====== Records supplied

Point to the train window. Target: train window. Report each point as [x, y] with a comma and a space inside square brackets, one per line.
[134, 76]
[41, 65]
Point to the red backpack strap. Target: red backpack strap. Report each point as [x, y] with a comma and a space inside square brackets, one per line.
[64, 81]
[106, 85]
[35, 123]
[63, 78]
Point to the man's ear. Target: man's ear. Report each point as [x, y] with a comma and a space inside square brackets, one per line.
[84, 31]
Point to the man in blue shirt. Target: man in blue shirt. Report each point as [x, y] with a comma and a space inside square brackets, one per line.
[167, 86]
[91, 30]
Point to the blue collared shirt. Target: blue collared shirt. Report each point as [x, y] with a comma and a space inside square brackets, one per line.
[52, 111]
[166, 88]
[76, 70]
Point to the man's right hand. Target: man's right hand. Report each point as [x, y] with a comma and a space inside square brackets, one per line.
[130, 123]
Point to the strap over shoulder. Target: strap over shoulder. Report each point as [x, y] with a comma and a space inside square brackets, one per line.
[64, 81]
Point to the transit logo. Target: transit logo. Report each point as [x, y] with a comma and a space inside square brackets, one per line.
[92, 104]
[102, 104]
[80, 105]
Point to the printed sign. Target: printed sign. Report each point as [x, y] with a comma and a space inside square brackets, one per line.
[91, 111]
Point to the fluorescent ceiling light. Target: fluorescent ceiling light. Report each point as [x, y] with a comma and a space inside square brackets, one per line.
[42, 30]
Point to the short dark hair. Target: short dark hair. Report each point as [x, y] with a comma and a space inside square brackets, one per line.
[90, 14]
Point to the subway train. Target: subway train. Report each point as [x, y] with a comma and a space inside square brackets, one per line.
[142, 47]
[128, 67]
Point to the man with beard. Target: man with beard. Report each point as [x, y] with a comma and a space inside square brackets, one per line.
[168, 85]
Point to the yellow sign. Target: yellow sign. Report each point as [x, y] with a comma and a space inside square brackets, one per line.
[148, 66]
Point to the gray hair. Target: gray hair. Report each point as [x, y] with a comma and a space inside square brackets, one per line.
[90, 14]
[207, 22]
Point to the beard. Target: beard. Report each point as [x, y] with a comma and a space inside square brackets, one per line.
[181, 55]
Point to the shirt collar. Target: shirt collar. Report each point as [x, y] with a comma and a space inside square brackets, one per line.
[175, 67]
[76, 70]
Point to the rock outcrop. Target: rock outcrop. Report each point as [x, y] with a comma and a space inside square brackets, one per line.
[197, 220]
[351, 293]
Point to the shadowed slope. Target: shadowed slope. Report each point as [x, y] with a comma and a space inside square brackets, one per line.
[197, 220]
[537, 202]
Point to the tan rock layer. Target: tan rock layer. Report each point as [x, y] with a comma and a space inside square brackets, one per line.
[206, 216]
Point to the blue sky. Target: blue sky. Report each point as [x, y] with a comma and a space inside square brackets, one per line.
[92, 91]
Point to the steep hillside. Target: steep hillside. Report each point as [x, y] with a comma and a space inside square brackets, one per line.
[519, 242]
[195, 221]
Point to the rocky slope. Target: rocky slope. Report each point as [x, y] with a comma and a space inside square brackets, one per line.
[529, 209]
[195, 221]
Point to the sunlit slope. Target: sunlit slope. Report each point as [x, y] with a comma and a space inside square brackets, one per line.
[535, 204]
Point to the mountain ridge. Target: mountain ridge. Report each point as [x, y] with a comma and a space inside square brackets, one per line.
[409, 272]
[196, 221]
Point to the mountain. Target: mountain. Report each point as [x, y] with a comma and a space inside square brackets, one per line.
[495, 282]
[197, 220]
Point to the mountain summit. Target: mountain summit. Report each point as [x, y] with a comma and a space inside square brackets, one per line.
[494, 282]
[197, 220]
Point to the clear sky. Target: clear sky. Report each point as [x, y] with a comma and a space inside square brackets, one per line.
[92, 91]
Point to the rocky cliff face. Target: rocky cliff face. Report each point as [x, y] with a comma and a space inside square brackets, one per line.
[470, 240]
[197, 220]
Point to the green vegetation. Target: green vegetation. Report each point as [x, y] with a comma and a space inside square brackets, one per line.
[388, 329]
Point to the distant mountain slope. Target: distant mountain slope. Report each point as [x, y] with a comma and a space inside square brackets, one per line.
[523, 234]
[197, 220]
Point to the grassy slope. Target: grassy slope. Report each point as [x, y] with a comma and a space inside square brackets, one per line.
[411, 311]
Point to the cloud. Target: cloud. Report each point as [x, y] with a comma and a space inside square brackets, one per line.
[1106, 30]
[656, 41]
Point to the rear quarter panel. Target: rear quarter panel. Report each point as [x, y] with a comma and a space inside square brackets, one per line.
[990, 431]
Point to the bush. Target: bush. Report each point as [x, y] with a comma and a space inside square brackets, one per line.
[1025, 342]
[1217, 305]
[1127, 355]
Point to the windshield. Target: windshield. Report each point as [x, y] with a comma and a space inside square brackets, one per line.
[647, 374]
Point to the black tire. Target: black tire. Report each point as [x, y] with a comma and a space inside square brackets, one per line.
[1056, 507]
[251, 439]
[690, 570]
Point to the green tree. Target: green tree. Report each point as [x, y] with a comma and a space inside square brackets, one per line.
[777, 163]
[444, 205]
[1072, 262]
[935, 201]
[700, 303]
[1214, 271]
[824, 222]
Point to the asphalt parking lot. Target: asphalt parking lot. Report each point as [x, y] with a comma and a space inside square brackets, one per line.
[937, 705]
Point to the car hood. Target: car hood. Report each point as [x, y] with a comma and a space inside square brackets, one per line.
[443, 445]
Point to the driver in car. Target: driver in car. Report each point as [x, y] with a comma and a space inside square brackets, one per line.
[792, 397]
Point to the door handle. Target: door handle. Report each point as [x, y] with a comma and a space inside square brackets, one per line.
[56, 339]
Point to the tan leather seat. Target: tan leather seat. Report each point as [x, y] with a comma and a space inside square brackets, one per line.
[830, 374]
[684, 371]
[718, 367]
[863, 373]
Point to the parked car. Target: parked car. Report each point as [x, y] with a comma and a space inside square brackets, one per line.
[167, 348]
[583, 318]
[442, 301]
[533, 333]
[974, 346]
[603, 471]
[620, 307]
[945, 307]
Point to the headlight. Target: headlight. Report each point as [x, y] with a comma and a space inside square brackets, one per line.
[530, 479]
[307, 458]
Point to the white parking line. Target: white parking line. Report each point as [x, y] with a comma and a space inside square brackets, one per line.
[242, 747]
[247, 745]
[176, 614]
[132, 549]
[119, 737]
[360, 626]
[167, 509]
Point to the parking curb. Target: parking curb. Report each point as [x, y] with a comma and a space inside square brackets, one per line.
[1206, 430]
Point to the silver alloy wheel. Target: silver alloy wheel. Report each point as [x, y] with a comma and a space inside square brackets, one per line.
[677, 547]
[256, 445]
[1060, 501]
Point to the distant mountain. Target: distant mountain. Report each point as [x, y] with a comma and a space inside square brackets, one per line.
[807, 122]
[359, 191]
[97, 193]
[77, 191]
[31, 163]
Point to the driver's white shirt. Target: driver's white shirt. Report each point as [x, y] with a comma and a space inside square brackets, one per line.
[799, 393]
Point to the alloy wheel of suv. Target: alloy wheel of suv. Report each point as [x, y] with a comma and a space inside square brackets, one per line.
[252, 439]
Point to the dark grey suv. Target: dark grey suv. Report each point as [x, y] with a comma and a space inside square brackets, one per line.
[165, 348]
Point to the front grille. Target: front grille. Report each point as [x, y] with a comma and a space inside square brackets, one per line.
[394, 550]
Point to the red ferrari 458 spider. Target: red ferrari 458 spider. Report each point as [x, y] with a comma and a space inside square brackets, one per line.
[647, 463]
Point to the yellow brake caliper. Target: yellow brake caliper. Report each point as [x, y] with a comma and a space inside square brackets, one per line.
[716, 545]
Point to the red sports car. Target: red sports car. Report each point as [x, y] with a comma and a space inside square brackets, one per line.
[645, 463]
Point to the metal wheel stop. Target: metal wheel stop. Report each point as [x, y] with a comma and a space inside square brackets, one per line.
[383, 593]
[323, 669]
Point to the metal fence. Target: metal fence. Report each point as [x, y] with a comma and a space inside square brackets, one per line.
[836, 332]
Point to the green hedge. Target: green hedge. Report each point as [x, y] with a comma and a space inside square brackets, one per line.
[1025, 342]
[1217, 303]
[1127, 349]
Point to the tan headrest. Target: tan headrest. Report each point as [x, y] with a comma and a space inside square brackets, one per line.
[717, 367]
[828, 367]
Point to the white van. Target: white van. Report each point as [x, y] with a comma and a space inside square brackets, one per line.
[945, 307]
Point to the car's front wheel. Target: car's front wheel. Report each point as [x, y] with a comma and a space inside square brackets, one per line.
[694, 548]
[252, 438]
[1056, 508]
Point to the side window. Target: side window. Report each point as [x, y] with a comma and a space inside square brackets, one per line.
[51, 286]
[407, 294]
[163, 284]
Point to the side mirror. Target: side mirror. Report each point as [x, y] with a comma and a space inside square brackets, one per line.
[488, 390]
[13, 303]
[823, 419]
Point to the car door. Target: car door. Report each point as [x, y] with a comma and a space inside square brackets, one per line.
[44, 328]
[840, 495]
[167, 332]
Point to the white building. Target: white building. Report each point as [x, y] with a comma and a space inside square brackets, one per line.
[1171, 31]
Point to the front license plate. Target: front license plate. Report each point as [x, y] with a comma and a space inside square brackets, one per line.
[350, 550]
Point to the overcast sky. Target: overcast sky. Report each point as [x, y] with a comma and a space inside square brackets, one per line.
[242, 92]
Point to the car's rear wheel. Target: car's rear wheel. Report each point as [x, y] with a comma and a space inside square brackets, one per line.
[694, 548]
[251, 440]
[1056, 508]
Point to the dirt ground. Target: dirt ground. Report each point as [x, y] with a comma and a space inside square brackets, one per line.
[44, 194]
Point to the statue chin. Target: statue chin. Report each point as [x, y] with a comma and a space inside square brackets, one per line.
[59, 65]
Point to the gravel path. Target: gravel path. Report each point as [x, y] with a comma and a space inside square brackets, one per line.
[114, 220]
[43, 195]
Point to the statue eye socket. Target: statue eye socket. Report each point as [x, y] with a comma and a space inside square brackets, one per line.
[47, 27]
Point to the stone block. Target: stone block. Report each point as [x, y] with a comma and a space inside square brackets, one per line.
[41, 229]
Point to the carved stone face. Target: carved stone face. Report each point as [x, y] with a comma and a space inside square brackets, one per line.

============

* Your task *
Reproduce verbatim the entries from the line containing "Point to the metal fence." through the line containing "[1127, 349]", inclusive.

* Task output *
Point to the metal fence. Target: metal fence. Report each point as [x, y] with a comma and a space inside square brackets, one per line.
[836, 332]
Point to the green hedge. Target: green hedge. Report each point as [x, y] with a comma and a space inside square brackets, one per line.
[1025, 342]
[1217, 303]
[1127, 349]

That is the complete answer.